● REQUIRED ACTIONS:
[1] In the text on evolutionary chemical binding similarity screening, write out the part that opens with the words containing "TS-ensECBS model (Target-Specific" and closes with "ECBS model (PMID:31504818).", substituting "binding score" for "similarity score".
[2] Pick up the text on evolutionary chemical binding similarity screening after its last sentence and continue it.

The small molecule libraries will be obtained from the ZINC and Mcule purchasable databases and further common filters will be applied to remove the duplicates. Additionally, an in-house Evolutionary chemical binding similarity (ECBS) method (PMID: 31504818) will be using for primary virtual screening of the curated database. The ECBS method is designed to encode molecular features enriched in evolutionarily conserved chemical-target binding relationships, and formulated by the likelihood of chemical compounds binding to identical targets. The collected chemical pair, target, and evolutionary data were used to build ECBS model through classification similarity learning. In particular, an ECBS model was developed to classify ERCPs (Evolutionarily Related Chemical Pairs) from ‘unrelated chemical pairs’ and the output values of the ECBS model represented chemical similarity score prioritizing the selection of ERCPs.
TS-ensECBS model (Target-Specific ensemble model) is specifically trained to recognize chemical pairs that bind to a given virtual screening (VS) target and are therefore used for VS between different ECBS model. The TS-ensECBS model defines only the ERCP of target that are evolutionarily linked to the VS targets and integrates multiple ECBS models based on definitions of evolutionary information about the VS targets to reflect different evolutionary information. The TS-ensECBS model assigns each chemical a similarity score between 0 and 1. The higher the similarity, the more likely it is to bind to the VS target. Our preliminary work includes the ECBS model (PMID:31504818).

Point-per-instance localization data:
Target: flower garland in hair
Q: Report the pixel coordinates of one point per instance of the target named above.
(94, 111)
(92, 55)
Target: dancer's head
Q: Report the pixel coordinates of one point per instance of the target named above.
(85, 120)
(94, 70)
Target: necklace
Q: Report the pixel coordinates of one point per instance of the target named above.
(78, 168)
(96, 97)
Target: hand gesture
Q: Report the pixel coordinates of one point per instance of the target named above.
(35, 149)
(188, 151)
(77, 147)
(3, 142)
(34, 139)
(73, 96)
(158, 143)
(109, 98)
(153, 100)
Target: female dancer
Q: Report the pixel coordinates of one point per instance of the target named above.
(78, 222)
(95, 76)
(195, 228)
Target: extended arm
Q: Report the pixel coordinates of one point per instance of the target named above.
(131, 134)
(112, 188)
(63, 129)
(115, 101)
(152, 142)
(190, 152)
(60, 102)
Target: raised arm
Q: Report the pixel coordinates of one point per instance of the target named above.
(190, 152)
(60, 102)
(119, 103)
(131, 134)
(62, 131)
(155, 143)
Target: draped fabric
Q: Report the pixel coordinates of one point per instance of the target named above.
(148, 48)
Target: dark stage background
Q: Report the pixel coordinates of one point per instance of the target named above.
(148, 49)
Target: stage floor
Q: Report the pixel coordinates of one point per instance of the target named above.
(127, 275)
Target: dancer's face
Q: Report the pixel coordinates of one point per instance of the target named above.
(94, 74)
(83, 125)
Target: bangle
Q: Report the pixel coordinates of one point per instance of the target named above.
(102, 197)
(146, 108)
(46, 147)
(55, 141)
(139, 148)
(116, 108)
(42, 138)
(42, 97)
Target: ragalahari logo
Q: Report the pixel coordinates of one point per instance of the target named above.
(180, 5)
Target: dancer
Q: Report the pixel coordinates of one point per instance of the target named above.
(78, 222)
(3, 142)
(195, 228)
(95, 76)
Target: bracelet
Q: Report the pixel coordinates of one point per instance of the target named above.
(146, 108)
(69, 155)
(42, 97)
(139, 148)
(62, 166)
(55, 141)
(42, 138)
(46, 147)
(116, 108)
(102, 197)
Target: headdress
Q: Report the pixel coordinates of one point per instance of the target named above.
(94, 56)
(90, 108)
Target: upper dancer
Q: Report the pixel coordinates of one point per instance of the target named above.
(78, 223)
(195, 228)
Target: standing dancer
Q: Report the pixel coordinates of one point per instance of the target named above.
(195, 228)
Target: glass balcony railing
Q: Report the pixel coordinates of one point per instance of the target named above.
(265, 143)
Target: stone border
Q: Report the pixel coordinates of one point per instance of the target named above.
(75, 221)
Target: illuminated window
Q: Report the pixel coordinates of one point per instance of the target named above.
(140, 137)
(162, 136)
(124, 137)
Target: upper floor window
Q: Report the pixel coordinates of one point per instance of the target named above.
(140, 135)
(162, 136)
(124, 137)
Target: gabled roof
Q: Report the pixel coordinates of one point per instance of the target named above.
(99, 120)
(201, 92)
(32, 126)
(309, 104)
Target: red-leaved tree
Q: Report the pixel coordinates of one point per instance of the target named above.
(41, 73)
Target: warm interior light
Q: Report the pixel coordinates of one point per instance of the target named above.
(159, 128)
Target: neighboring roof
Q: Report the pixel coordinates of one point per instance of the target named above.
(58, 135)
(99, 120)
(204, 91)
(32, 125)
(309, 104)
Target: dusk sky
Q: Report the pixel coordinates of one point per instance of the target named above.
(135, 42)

● RESPONSES:
[1]
TS-ensECBS model (Target-Specific ensemble model) is specifically trained to recognize chemical pairs that bind to a given virtual screening (VS) target and are therefore used for VS between different ECBS model. The TS-ensECBS model defines only the ERCP of target that are evolutionarily linked to the VS targets and integrates multiple ECBS models based on definitions of evolutionary information about the VS targets to reflect different evolutionary information. The TS-ensECBS model assigns each chemical a binding score between 0 and 1. The higher the similarity, the more likely it is to bind to the VS target. Our preliminary work includes the ECBS model (PMID:31504818).

[2]
The TS-ensECBS top scoring compounds will be using for virtual screening with AutoDock-Vina and AutoDock4.2. The crystal structures of PDBIDs 6Z5T, 6W02, and 7BF5 will be used for docking procedure. Subsequently, the docked complexes will be used for molecular dynamics simulations using AMBER software. Using BAT tool the absolute binding free energy (ABFE) calculations will be carried. Later these candidates are ranked based on ABFE. After molecules being chosen based on consensus scores from both docking and ABFE, they will be subjected to clustering to find the most common substructures among them. To select the binding pose for the calculation of the final state binding free energy, the docking poses of the compounds shortlisted by both methods are scored using a scoring function to determine the protein-ligand interaction. For choosing the final chemicals for experimental validation, pairwise chemical similarity score, visual inspection and binding free energy scores will be considered. To ensure that the top hits satisfy the ADME properties along with QED scores, and synthesizable quality, we will carry the filters using SwissADME tool.